### SUPPLIED PASSAGE

☆ ☆ ☆

It kind of depends on how technical you want to get.
The reflow perf flag measures the time taken to reflow the document.
"reflow" to us means the time it takes to compute the geometric size and
position of the elements on the page. "render" to us means the time to
paint the bits to the screen, having already computed where the bits
should go.
Unless you are writing mozilla code, you probably don't care about the
distinction. We do have several methods of measuring page load time,
which measures the time it takes to fully load a page, including network
download of all resources, layout, etc. This might be the measure you
want. There are a few different ways to measure this, some a which are
run daily as part of our normal testing. If you don't get a detailed
answer here, try posting to netscape.public.mozilla.performance and
someone who runs these tests can tell you how they're done.

☆ ☆ ☆

### MATERIAL
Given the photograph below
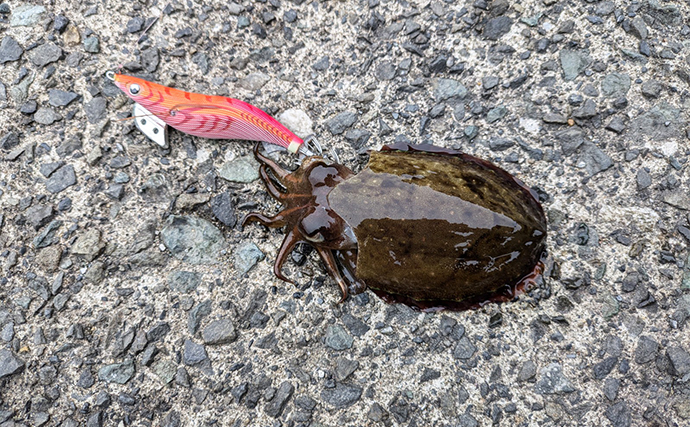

☆ ☆ ☆

### TO BE DONE
Continue the passage on Mozilla's reflow and page-load timing from its last sentence.

### WRITTEN ANSWER
As a side note, it would be nice if timing for the rendering system
were included in the daily layout perf tests. This would capture
regressions in 2 important areas: layout asking rendering to paint too
often, and rendering performance itself. Kevin, Marc, what do you
think? Easy to add?
Steve
Ian Holsman wrote:
> Hi.
>
> I'm trying to get winEmbed going so that I can time how long it takes
> for a page to render (display the page above the "fold").
>
> I've seen the MOZ_REFLOW_PERF flag, which is very close, I think, to
> what I am after. Is there a better way to capture the time.
>
>
> The reason why I want to do this, is that the site designers of our
> site, can have a way to measure and track different speed optimizations
> of their pages.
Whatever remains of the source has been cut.